Stated exercise
The lines to be set down run from the line containing "the white umbrella." through the final line of the data below; print them exactly and print nothing else.

Given data
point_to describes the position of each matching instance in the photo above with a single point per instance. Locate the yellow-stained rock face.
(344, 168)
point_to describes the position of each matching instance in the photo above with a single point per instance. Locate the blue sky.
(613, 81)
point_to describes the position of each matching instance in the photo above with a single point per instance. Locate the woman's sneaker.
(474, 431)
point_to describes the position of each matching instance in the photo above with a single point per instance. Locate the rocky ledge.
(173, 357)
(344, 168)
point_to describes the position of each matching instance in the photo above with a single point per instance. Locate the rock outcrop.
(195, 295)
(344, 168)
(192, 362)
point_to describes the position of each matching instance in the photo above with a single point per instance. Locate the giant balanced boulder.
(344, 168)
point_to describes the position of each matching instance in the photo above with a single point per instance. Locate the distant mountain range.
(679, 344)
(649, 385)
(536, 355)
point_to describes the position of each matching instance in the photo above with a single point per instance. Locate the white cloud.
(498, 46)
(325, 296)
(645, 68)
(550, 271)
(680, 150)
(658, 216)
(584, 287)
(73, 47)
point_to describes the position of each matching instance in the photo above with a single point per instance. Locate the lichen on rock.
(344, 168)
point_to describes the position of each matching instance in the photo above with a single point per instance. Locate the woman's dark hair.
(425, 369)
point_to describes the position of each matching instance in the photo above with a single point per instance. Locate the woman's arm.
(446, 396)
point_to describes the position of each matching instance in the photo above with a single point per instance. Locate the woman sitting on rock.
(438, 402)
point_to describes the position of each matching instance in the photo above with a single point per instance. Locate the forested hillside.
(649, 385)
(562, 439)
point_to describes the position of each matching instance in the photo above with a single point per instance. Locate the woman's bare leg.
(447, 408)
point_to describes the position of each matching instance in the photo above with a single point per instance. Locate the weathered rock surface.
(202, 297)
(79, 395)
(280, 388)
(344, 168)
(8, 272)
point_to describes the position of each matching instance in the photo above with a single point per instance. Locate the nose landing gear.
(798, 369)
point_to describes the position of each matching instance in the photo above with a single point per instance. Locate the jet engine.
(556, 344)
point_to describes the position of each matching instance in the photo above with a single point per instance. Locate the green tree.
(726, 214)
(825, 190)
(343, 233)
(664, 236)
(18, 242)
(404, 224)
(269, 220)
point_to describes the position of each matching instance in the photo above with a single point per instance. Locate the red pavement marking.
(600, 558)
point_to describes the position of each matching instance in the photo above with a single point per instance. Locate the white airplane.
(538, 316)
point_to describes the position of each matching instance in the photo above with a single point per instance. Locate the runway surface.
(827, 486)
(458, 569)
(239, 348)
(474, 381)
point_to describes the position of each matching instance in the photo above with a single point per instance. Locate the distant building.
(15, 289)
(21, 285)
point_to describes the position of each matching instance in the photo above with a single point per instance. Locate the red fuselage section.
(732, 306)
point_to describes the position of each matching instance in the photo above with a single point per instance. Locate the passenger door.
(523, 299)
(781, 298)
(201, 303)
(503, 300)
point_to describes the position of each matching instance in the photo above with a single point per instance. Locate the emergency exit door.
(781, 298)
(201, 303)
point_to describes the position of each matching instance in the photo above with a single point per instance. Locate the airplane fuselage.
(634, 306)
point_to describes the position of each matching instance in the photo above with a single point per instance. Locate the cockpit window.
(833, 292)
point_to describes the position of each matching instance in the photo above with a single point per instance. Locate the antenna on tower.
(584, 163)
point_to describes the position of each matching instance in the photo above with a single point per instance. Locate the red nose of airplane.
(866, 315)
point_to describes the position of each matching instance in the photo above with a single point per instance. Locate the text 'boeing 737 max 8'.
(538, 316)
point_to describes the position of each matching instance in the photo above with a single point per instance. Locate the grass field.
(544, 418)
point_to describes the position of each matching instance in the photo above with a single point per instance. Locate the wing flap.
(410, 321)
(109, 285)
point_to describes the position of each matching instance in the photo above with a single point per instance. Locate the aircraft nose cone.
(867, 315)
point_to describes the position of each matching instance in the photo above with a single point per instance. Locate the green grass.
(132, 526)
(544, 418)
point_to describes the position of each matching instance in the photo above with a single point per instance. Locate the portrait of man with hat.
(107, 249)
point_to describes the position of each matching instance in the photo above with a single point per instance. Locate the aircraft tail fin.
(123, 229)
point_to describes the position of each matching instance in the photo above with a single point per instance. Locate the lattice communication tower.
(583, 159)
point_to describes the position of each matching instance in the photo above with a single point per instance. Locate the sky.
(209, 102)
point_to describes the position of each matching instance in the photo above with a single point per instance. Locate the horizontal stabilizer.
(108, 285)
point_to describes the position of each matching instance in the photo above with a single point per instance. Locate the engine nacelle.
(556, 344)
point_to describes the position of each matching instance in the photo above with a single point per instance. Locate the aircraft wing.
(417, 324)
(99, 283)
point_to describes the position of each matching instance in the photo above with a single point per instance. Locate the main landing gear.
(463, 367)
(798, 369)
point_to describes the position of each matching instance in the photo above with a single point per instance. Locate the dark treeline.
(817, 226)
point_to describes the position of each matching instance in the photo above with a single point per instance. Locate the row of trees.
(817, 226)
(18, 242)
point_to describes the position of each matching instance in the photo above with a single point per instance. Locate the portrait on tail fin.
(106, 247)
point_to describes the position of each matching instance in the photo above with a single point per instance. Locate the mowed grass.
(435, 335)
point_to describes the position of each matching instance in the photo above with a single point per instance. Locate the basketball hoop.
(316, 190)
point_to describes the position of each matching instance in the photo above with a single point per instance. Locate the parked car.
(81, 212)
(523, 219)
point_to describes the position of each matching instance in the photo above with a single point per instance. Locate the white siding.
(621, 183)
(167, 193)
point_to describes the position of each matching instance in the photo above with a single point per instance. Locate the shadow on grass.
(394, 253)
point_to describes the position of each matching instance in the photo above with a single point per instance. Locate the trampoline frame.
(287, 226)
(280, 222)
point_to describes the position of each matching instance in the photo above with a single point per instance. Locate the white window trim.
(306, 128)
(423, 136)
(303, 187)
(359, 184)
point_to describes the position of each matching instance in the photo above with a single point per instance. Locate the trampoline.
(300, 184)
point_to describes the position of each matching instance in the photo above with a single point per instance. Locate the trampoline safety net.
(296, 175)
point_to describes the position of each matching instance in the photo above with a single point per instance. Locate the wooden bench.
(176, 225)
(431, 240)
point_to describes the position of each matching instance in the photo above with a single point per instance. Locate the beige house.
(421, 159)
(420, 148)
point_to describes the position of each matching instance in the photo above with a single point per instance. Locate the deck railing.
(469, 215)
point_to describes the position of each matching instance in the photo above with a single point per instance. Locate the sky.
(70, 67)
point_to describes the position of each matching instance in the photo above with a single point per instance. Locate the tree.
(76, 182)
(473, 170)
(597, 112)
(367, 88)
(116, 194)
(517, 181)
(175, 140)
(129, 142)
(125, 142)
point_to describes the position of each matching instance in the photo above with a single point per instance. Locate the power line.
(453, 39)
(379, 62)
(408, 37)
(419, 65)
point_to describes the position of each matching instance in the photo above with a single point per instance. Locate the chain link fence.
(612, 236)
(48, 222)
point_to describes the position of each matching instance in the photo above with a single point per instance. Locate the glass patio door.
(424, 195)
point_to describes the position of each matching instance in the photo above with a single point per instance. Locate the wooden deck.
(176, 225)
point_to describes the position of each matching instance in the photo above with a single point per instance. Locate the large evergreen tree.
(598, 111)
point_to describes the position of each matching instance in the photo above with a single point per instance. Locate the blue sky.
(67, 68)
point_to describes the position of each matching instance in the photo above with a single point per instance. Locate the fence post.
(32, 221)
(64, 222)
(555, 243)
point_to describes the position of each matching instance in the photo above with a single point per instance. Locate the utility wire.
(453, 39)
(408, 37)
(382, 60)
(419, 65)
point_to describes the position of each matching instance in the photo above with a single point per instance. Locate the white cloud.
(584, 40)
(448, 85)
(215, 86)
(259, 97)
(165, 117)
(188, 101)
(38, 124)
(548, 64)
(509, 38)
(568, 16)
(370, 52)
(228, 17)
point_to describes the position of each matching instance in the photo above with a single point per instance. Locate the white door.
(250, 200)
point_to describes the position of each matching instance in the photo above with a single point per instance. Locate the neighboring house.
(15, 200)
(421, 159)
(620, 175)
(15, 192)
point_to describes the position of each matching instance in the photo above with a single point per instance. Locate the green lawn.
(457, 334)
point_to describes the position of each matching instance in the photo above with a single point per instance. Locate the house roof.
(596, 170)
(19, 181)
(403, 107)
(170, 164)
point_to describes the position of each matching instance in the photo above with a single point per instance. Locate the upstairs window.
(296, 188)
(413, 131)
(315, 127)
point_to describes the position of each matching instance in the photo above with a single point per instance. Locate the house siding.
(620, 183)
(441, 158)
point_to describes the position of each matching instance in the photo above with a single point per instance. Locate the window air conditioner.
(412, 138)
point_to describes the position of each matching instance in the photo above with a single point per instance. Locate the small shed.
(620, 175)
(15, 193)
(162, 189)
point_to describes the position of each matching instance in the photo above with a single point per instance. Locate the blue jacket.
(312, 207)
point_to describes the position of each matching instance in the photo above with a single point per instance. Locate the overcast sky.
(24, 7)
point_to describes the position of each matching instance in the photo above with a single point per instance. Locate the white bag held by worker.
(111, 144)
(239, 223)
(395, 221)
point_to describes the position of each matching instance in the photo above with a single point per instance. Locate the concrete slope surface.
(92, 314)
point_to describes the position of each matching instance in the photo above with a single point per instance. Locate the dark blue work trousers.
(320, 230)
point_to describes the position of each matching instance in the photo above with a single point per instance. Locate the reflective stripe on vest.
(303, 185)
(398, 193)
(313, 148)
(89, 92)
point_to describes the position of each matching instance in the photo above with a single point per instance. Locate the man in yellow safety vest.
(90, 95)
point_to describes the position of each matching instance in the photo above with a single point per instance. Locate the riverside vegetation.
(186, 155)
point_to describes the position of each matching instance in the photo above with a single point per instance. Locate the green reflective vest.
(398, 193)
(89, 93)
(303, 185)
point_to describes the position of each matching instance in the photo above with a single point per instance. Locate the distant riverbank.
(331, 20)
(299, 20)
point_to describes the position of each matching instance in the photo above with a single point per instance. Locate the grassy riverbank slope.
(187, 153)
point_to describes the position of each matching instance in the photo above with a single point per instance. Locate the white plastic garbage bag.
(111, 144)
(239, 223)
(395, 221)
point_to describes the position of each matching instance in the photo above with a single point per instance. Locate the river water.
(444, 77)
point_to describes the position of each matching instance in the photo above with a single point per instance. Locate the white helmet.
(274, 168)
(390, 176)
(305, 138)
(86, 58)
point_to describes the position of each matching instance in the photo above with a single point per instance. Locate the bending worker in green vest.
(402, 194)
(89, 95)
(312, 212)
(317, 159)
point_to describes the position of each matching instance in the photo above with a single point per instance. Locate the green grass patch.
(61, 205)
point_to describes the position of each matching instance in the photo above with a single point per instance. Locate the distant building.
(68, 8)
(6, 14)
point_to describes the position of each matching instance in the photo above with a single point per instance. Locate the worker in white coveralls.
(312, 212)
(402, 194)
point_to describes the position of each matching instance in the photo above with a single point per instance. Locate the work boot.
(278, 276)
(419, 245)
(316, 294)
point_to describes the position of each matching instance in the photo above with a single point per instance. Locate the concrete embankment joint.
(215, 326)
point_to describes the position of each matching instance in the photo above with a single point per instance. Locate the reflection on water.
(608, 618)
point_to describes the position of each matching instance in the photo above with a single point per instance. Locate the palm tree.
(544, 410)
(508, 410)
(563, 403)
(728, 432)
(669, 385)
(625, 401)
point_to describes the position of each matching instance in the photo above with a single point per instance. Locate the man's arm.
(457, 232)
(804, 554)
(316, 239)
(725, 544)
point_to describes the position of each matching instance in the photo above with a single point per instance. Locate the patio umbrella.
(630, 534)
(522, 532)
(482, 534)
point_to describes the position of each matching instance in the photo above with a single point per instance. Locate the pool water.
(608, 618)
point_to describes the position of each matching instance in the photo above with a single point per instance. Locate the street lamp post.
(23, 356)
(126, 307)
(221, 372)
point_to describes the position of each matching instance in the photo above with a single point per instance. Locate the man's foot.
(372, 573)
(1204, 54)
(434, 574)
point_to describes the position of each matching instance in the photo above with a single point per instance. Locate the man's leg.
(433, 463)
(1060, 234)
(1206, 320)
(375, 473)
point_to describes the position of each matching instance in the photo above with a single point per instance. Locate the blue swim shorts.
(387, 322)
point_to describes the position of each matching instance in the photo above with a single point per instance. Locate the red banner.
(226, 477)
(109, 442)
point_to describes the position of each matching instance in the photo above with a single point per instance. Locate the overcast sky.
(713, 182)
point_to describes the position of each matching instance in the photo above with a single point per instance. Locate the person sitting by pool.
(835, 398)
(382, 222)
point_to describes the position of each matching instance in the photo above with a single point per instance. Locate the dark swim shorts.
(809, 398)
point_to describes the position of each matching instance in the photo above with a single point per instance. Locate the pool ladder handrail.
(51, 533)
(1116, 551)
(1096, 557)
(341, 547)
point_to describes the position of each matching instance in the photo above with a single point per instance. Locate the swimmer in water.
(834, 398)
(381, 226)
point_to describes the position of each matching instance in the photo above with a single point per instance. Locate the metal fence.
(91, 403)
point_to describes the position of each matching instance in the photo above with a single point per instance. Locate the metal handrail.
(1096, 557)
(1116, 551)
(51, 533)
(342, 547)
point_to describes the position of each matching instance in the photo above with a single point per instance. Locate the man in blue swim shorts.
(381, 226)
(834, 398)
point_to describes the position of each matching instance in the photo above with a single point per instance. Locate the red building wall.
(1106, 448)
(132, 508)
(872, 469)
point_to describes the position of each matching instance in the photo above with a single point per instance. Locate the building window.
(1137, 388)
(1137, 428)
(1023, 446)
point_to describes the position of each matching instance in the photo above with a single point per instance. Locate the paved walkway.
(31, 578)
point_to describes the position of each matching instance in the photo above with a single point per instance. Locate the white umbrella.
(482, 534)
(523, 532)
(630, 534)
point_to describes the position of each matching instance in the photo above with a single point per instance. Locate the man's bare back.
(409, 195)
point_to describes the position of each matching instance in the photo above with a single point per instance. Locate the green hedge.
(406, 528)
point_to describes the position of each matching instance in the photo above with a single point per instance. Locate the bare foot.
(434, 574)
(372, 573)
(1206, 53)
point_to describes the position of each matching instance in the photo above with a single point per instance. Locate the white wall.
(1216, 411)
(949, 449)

Result
point_to describes the position of each matching instance in the photo above with a single point per instance. Locate the white umbrella.
(482, 534)
(523, 532)
(630, 534)
point_to describes the position of each matching instance in the photo above with a single point per instance. Locate the man's bare back.
(409, 195)
point_to describes the position of each matching instance in the photo above with a single point per instance. Locate the green hedge.
(406, 528)
point_to describes the position of each matching instance in the photo above with a single point per instance. Locate the bare foot.
(434, 574)
(372, 573)
(1206, 53)
point_to describes the position of each matching instance in the photo above with a single point per instance. Locate the white wall.
(1216, 411)
(949, 449)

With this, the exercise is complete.